╭─ Recorded information

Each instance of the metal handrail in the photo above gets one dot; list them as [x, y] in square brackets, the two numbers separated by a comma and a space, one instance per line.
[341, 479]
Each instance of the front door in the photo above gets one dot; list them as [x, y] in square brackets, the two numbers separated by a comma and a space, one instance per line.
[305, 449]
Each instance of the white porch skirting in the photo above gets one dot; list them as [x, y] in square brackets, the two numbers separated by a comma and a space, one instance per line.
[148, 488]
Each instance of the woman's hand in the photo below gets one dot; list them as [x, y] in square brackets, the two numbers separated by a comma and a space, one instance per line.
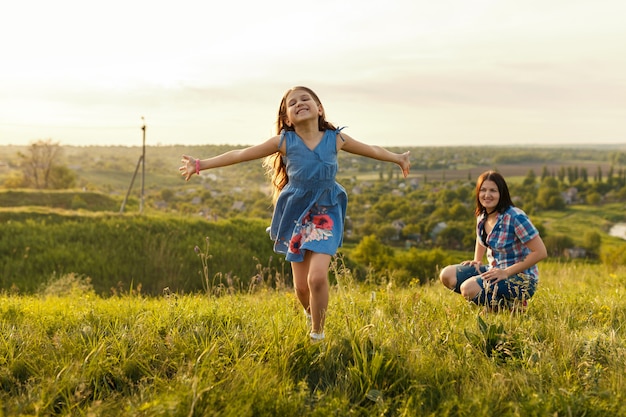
[494, 275]
[188, 168]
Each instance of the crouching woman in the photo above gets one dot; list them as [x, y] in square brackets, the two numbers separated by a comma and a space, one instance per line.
[511, 244]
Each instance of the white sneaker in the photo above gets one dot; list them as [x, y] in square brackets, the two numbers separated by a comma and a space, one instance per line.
[317, 337]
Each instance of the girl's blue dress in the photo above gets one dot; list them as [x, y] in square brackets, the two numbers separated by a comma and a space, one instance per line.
[310, 211]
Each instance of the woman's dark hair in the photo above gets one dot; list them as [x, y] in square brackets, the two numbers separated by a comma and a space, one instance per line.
[274, 164]
[505, 197]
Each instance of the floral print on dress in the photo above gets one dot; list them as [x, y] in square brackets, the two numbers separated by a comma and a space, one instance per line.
[316, 225]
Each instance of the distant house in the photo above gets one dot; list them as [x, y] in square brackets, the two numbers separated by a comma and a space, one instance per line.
[437, 229]
[574, 253]
[570, 196]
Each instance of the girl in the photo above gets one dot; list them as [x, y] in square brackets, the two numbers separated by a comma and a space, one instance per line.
[309, 205]
[512, 245]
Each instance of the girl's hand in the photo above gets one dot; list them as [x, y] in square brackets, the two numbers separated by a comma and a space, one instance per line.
[188, 168]
[405, 163]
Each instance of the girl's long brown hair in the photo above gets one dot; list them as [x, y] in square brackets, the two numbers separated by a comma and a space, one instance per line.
[274, 164]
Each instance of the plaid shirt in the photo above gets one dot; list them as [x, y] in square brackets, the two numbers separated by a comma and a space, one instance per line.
[505, 244]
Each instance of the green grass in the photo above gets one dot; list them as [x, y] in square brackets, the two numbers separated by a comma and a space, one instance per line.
[389, 352]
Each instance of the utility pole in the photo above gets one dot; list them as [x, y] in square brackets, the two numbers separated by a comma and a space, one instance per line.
[143, 173]
[143, 165]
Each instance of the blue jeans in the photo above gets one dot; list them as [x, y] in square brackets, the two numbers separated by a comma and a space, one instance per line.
[516, 287]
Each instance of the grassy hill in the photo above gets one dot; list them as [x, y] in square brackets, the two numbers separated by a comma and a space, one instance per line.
[389, 351]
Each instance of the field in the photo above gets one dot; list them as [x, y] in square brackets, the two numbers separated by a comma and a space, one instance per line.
[418, 351]
[154, 335]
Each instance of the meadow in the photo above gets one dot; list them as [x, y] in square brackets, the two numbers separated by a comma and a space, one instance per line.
[417, 351]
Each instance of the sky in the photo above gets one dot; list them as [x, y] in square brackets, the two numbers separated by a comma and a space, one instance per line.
[396, 73]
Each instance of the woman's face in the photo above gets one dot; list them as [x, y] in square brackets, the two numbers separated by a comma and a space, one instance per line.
[489, 195]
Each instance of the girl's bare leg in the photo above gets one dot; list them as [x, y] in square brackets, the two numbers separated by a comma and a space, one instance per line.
[310, 279]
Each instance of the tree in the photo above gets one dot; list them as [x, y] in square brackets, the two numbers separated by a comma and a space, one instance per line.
[39, 162]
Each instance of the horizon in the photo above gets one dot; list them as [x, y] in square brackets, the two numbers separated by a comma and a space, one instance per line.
[406, 73]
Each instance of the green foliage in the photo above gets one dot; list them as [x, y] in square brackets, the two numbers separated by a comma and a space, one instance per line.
[388, 352]
[69, 200]
[119, 253]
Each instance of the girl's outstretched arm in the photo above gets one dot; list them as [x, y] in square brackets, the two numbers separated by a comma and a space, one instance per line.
[351, 145]
[191, 165]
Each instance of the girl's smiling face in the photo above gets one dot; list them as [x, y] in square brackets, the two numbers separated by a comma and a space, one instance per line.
[301, 106]
[489, 195]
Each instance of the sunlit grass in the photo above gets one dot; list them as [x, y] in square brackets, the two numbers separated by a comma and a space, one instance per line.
[389, 351]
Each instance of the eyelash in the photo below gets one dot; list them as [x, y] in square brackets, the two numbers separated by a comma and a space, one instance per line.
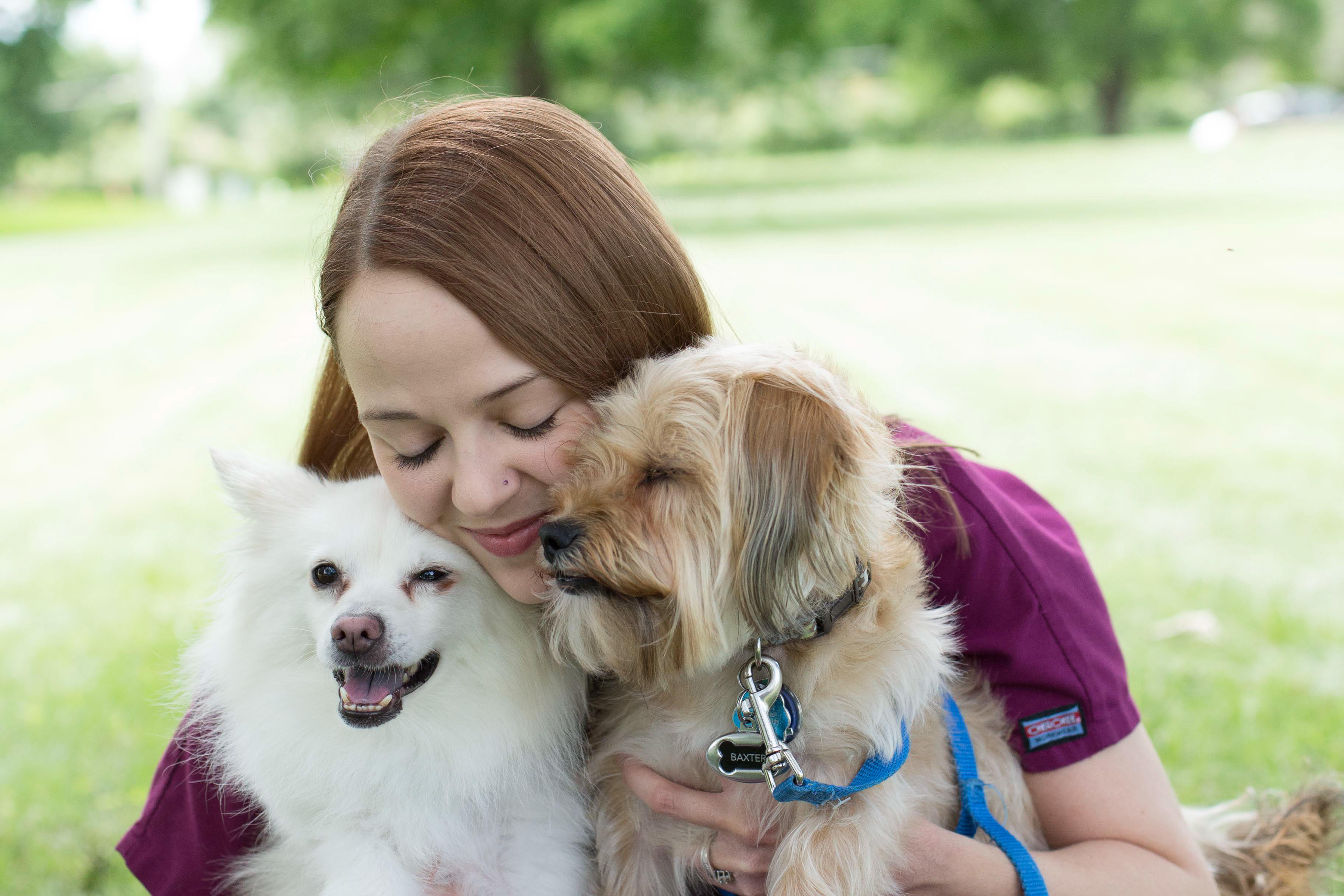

╰─

Exercise details
Select every line of the material above that contains the string "plaid", and copy each one out in full.

The response
Each instance of the plaid shirt in the photo above gets one dot; list them as [x, y] in square brackets, the two numbers separated by a comma and a space, one instance per line.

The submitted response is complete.